Assignment :: Exactly the lines below from the one with "Target: white top" up to and including the one with "In the photo above, where can the forehead" make up the answer, with nothing else added.

[Source data]
• • • • • • •

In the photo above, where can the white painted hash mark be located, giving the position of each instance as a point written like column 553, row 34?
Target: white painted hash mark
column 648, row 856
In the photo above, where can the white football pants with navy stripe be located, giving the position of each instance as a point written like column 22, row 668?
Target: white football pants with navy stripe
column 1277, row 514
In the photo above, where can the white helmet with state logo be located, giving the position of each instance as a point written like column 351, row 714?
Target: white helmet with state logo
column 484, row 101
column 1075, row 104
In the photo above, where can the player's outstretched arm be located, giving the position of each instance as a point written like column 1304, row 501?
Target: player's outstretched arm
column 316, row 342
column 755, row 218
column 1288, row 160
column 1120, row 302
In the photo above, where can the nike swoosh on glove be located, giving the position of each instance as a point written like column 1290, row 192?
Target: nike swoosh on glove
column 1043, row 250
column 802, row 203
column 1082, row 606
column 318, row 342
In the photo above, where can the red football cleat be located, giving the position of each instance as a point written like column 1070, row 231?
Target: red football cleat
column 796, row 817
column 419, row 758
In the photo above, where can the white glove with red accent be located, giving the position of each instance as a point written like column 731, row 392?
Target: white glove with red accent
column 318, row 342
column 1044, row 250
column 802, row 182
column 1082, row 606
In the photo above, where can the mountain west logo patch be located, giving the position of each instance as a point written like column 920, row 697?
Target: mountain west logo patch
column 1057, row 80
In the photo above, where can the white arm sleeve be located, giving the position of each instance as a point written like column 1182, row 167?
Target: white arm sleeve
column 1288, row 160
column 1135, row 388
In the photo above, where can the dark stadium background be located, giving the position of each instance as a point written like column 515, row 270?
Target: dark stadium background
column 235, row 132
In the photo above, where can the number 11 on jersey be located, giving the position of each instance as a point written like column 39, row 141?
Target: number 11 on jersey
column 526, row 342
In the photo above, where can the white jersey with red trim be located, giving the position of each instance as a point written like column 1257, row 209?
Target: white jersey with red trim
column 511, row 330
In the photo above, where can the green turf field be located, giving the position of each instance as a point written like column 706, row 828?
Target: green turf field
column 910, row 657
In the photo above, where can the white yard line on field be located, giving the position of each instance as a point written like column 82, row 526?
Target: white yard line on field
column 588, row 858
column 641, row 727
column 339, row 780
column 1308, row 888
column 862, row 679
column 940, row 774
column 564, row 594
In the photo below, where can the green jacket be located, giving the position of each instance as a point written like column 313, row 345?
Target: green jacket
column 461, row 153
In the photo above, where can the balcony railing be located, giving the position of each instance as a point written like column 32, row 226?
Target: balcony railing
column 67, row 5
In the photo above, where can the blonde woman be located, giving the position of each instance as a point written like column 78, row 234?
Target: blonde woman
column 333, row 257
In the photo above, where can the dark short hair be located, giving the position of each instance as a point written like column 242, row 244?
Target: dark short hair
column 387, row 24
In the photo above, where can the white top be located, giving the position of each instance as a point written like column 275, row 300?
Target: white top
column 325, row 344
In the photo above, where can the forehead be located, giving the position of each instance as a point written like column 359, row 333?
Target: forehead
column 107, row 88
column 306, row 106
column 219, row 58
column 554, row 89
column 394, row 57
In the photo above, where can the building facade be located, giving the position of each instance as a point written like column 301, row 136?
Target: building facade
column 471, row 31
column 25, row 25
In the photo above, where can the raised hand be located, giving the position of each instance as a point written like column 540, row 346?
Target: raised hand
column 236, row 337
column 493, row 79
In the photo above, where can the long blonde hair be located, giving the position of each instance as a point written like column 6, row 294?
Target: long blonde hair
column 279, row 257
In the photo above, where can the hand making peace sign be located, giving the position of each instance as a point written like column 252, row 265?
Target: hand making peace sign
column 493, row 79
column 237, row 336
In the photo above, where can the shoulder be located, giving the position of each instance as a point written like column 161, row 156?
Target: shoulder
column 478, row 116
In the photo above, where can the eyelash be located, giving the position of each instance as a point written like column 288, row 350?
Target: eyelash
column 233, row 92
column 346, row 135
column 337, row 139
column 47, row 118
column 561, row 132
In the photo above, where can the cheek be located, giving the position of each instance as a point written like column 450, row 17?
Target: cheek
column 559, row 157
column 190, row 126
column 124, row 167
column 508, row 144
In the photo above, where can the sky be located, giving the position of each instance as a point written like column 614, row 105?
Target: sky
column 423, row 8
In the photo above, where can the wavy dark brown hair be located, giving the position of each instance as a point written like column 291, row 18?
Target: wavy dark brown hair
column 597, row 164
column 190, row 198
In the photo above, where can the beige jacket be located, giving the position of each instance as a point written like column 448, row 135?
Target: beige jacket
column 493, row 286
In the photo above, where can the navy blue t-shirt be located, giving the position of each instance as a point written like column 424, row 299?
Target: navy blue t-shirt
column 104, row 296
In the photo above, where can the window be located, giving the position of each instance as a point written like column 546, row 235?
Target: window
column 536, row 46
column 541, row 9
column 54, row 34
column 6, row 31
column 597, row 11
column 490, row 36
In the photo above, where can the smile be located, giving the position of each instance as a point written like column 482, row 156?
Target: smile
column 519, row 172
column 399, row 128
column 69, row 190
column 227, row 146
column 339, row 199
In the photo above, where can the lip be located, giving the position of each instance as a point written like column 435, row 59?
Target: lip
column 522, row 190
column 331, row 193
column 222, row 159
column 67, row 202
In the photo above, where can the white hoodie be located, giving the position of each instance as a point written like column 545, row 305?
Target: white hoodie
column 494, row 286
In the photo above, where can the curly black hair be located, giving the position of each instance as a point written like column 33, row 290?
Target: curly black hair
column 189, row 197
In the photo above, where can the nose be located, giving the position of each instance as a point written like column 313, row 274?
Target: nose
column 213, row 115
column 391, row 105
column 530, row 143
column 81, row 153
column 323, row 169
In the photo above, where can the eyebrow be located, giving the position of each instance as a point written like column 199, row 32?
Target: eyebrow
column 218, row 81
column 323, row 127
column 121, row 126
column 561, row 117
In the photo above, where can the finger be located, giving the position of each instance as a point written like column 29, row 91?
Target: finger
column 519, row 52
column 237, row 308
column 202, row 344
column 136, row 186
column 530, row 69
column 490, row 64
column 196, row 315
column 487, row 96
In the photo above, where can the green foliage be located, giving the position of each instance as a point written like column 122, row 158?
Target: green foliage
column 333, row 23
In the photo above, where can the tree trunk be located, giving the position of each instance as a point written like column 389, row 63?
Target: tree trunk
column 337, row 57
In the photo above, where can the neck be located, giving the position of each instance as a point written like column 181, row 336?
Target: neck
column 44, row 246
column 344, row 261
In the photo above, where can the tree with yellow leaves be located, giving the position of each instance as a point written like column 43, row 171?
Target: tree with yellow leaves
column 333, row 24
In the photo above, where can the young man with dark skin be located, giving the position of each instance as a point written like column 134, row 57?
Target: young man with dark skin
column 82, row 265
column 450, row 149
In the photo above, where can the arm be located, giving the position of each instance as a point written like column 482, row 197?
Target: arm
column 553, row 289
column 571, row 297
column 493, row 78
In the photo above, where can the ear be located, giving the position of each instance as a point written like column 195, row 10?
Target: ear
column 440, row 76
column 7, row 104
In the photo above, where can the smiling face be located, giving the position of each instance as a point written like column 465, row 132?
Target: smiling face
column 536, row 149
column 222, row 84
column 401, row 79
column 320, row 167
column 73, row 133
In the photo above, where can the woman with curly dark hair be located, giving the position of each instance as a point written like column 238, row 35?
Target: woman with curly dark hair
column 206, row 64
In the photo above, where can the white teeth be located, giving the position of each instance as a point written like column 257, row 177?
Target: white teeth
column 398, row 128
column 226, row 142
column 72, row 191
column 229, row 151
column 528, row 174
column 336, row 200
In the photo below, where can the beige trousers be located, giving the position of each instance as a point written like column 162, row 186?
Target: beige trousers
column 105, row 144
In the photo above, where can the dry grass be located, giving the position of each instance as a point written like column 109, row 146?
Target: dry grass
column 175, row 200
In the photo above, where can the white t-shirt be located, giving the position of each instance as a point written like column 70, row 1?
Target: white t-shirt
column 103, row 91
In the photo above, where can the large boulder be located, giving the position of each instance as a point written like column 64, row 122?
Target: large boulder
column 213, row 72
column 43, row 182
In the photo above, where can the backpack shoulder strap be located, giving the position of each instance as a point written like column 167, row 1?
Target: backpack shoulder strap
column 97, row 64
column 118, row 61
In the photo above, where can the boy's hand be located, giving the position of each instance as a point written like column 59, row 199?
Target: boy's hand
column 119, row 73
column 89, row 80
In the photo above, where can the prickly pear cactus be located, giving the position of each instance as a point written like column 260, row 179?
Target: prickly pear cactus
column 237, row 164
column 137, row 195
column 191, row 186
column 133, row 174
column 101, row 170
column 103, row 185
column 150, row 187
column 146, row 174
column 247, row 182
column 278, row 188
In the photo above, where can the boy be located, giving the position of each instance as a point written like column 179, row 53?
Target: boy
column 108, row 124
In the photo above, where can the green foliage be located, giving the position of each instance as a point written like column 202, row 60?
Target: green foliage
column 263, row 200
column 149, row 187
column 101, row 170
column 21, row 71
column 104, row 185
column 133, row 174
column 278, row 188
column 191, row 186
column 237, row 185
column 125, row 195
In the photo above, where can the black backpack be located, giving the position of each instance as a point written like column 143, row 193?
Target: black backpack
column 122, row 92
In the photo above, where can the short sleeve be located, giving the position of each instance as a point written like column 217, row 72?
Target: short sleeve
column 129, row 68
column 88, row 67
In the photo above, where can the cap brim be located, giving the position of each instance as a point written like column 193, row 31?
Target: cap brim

• • • • • • •

Result below ::
Target: white top
column 325, row 344
In the photo above, where can the forehead be located, giving the position of each instance as a point written like column 359, row 333?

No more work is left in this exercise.